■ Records

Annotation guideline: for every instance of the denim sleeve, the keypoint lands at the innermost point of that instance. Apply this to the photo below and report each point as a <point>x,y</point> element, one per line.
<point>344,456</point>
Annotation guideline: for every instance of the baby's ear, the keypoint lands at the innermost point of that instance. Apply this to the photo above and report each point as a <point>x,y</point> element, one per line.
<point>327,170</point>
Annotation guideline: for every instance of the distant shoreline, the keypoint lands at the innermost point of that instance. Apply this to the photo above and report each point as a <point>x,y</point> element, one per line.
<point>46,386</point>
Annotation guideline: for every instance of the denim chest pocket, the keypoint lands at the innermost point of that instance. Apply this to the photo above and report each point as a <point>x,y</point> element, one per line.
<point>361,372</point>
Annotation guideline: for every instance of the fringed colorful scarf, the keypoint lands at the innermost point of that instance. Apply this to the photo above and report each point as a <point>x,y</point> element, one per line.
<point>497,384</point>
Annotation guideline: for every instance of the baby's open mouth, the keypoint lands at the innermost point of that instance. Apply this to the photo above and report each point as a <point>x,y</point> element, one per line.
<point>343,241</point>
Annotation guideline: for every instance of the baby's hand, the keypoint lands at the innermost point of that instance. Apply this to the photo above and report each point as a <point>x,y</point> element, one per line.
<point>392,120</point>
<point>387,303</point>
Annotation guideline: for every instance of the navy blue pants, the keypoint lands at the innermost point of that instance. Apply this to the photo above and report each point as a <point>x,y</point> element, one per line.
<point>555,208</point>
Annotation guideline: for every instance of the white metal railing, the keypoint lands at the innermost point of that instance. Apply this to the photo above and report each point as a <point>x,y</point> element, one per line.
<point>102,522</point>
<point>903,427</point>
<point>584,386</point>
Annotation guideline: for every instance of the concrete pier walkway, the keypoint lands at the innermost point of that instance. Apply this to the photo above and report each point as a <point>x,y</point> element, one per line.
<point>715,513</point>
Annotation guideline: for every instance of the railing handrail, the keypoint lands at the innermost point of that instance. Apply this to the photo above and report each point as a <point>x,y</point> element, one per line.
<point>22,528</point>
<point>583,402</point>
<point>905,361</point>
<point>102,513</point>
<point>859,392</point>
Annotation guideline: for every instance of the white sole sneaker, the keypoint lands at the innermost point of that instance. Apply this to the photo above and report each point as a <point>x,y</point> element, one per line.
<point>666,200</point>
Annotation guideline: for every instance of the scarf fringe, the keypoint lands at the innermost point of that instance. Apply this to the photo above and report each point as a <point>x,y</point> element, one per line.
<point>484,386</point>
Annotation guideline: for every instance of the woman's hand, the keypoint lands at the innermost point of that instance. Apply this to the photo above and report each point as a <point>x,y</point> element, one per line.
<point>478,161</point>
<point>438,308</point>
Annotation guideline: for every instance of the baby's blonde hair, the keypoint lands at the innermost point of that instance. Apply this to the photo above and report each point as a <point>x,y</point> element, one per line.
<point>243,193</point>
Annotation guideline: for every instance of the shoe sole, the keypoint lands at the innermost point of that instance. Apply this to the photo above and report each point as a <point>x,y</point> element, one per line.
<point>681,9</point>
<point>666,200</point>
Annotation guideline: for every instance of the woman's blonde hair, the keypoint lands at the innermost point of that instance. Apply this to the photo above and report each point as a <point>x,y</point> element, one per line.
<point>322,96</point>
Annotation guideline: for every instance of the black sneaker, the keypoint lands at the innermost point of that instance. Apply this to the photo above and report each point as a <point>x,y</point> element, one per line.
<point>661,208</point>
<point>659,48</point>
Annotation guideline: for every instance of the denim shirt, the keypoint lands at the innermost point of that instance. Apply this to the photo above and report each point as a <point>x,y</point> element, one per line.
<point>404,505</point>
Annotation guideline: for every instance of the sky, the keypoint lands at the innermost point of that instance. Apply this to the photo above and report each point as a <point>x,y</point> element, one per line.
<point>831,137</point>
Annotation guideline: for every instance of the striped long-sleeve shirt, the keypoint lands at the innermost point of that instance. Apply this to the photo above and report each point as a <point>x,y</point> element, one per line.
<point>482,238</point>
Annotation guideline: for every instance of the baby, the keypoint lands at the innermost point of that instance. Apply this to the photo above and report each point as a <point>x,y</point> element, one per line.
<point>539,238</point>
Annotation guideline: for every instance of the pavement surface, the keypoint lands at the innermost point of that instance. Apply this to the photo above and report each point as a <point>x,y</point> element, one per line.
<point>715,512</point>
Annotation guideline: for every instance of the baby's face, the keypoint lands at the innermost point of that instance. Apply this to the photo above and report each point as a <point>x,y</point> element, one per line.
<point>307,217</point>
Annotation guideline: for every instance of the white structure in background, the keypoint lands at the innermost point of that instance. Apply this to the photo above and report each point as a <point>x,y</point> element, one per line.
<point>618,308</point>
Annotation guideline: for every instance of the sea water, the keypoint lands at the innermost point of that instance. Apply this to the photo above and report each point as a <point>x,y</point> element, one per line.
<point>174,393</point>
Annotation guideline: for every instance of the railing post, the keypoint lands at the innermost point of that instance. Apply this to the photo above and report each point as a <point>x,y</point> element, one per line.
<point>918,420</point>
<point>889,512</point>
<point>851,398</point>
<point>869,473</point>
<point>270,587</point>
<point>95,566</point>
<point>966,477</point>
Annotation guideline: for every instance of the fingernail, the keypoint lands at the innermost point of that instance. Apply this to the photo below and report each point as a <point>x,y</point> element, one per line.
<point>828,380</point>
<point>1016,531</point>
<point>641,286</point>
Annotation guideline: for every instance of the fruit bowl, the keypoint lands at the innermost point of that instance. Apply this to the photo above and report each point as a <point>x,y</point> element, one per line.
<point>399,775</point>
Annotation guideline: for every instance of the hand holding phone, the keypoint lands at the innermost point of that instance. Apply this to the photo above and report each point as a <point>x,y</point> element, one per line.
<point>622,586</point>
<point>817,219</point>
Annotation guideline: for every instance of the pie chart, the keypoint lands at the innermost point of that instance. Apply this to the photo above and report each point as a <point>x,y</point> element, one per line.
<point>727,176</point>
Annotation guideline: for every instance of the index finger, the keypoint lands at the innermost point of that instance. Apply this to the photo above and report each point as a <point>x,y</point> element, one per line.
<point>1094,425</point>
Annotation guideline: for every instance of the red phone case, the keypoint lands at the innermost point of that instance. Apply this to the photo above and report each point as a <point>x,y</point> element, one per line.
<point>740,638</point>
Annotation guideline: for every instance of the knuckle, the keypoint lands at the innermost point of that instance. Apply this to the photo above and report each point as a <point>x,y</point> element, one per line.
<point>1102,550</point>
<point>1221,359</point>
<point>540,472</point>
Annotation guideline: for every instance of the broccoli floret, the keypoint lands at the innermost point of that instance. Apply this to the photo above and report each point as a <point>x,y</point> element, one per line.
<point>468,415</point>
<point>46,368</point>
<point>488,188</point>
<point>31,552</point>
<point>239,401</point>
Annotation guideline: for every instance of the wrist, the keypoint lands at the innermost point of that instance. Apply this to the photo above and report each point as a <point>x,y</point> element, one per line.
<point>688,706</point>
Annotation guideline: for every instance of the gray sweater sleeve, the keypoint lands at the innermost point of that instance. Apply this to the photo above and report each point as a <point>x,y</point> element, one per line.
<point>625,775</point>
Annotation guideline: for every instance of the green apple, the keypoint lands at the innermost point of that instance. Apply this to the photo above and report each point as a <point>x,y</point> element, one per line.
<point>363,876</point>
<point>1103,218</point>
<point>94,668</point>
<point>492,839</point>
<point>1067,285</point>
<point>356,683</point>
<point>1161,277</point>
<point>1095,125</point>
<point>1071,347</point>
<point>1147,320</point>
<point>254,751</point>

■ Set exercise
Could you update the records above so that each "innermost point" becomes "topmost point", with nothing else changed?

■ Response to this task
Annotation guideline: for every instance of the denim sleeve, the keypoint lands at the topmost point of that instance. Apply this to the photo below and report each point as a <point>x,y</point> element, one per line.
<point>344,456</point>
Annotation guideline: for every instance of the baby's ear, the keypoint lands at the topmost point of that instance. Apply this to the photo above and report each point as a <point>x,y</point> element, one per line.
<point>327,170</point>
Annotation guideline: for every instance of the distant shoreline, the keypoint lands at the topmost point of that instance. Apply this to the photo above and report each point as a <point>x,y</point> element, one per line.
<point>46,386</point>
Annotation guideline: for every instance of the denim chest pocket, the keypoint lands at the topmost point of that instance. Apply this to the photo above and report each point as a <point>x,y</point> element, one per line.
<point>361,372</point>
Annotation guideline: for every instance of the fringed colorful scarf, the keypoint lands at the topmost point of that instance. Apply this to the photo above and report each point as a <point>x,y</point> element, one per line.
<point>497,384</point>
Annotation guideline: for every instance of the baby's open mouth, the keypoint lands at the topmost point of that instance. Apply this to the photo above and report each point as a <point>x,y</point> element, one per line.
<point>343,241</point>
Annotation guideline: for every instance of the baby's hand, the keypoint lands at the topmost point of that instance. Apply this to the photo above and report each point as a <point>x,y</point> element, one per line.
<point>392,120</point>
<point>387,303</point>
Annotation guideline: for every instance of the navy blue pants, the keypoint lands at the topmost point of that instance. Apply this to the photo above and report each point as a <point>x,y</point> element, one per line.
<point>555,208</point>
Annotation guideline: for every instance of the white metal railing, the keypoint lands at the topmost point of that instance. Apply this to the photo above and report each point as a <point>x,y</point> element, one per line.
<point>102,522</point>
<point>903,427</point>
<point>584,386</point>
Annotation guideline: for every instance of the concrete pier walkway, the keypoint lands at the topmost point of that instance. Apply this to the photo above and report each point as a <point>x,y</point> element, one per line.
<point>715,513</point>
Annotation guideline: for every instance of the railing handrail, the keypoint lands at the topmost point of that instance. Apply this to the photo above and report each point as a <point>x,y</point> element, one per line.
<point>22,528</point>
<point>583,402</point>
<point>905,361</point>
<point>102,513</point>
<point>859,392</point>
Annotation guideline: for every instance of the white sole sneaker, the keypoint lands at the topmost point of that instance. Apply this to the photo above and report each point as a <point>x,y</point> element, one per line.
<point>666,200</point>
Annotation guideline: for every instance of the scarf fringe, the keypoint lands at the topmost point of that instance. Apply this to the photo above and report each point as a <point>x,y</point> element, one per line.
<point>484,386</point>
Annotation guideline: for every instance of the woman's hand, the keypoint lands at the topmost point of that instance. Apply this to the photo above and report each point as a <point>x,y</point> element, one per line.
<point>478,161</point>
<point>438,308</point>
Annotation guideline: for every instance of the baby's blonde hair, the keypoint lands at the topmost point of that instance. Apply this to the photo above and report each point as a <point>x,y</point> element, one per line.
<point>243,193</point>
Annotation guideline: for every instance of the shoe sole, the keypoint lands at the topmost point of that instance. Apply this to the photo above and report each point as a <point>x,y</point> element, one per line.
<point>681,9</point>
<point>666,200</point>
Annotation guideline: for every instance of the woman's blonde hair, the keypoint lands at the topmost point of that instance. Apply this to the photo above and report each point as a <point>x,y</point> element, one per line.
<point>322,96</point>
Annotation guideline: for every instance of the black sneaker, the keypoint lands at the topmost point of that instance. Apply this to the photo above and report each point as a <point>x,y</point> element, one per line.
<point>661,208</point>
<point>659,48</point>
Annotation guideline: for every instance of the denim shirt, the keypoint lands at the topmost point of that instance. Apply this to the photo above and report each point as a <point>x,y</point> element, one per line.
<point>404,505</point>
Annotation guideline: for every instance of the sky, the keypoint lands at the topmost point of that instance. Apply this to the photo above and report each point as a <point>x,y</point> element, one per line.
<point>831,137</point>
Annotation guideline: for every instance of the striped long-sleeve shirt, the keypoint lands at the topmost point of that instance. Apply this to the photo above and report each point as a <point>x,y</point> element, one per line.
<point>482,238</point>
Annotation guideline: for every instance of the baby, the keypoint lands at the topmost point of that instance. Apply this to the photo above and report each point as a <point>x,y</point> element, one per line.
<point>539,238</point>
Annotation guideline: for every instance of the pavement surface, the keypoint lands at the topmost point of that instance. Apply this to the photo above and report each point as a <point>x,y</point> element, one per line.
<point>715,512</point>
Annotation guideline: for every instance of the baby's face, the keypoint lands at the topmost point of that instance. Apply this to the photo above and report each point as a <point>x,y</point> element, one per line.
<point>307,217</point>
Annotation guideline: for every instance of the white structure in background, the keypoint lands at the topmost point of that instance. Apply this to the photo above and report each point as a <point>x,y</point> element, one per line.
<point>618,308</point>
Annotation guideline: for every instance of the sea water, the keypoint lands at the topmost point of that instance. Apply this to the photo above and report each point as a <point>x,y</point> element, one per line.
<point>174,393</point>
Annotation guideline: for every instance of the railing post, the keypoint lands at the topmost point of that instance. Apply this to the photo above and report each point as a <point>x,y</point> element, one per line.
<point>918,420</point>
<point>889,512</point>
<point>851,398</point>
<point>869,473</point>
<point>270,587</point>
<point>95,566</point>
<point>966,477</point>
Annotation guideline: for every instance of the fingernail, the keypoint lands at the topmost point of that instance. Apply this to the photo below and report each point as a <point>x,y</point> element, one per line.
<point>828,380</point>
<point>1016,531</point>
<point>641,286</point>
Annotation guideline: for every instance of the fruit bowl, the keypoint lands at the topmost point of that instance. Apply this to the photo above and report each point as a <point>x,y</point> element, one per line.
<point>399,775</point>
Annotation guideline: for every instance of the hand holding phone, the keypoint lands at the topmost point of that instance. Apply this to the photo above and report each point as a <point>x,y</point> element, one per line.
<point>622,586</point>
<point>817,219</point>
Annotation guideline: for every instance of the pie chart, the keypoint lands at the topmost point of that instance. Apply this to the photo above and report each point as a <point>x,y</point> element, one per line.
<point>727,176</point>
Annotation guideline: for every instance of the index finger, the keypoint lands at the topmost point of that instance. Apply this to the photo above and report each point as a <point>x,y</point> element, one per line.
<point>1094,425</point>
Annotation guideline: for every instance of the red phone case, the keypoint lands at the topmost point of that instance. Apply this to the photo above and report each point as a <point>x,y</point> element, one per line.
<point>740,638</point>
Annotation guideline: for every instance of the knuckle, the keypoint lands at the topmost point of that instance. Apply this to the photo above and report each point as a <point>x,y</point> element, one per line.
<point>1102,550</point>
<point>1221,359</point>
<point>540,472</point>
Annotation guideline: for every instance of the broccoli floret, the keypoint lands at the topmost point of that instance. Apply this to the photo above and report each point as a <point>x,y</point> element, one per line.
<point>468,415</point>
<point>46,368</point>
<point>488,188</point>
<point>31,552</point>
<point>239,401</point>
Annotation guideline: for every instance of the wrist, the keypoint lands at the topmost point of that instance. Apply this to the photo above and report each point as a <point>x,y</point> element, one per line.
<point>688,706</point>
Annotation guideline: for every instance of the gray sweater sleeve, the keypoint lands at the topmost point of that instance. Apply this to the photo above and report each point as a <point>x,y</point> element, one per line.
<point>625,775</point>
Annotation guideline: for every instance of the green apple, the keypoint lands at the topmost point of that instance. Apply this to the photo above and report each point as a <point>x,y</point> element, one per line.
<point>363,876</point>
<point>1103,218</point>
<point>94,668</point>
<point>492,839</point>
<point>1067,285</point>
<point>356,683</point>
<point>1161,277</point>
<point>1095,125</point>
<point>1071,347</point>
<point>1147,320</point>
<point>254,751</point>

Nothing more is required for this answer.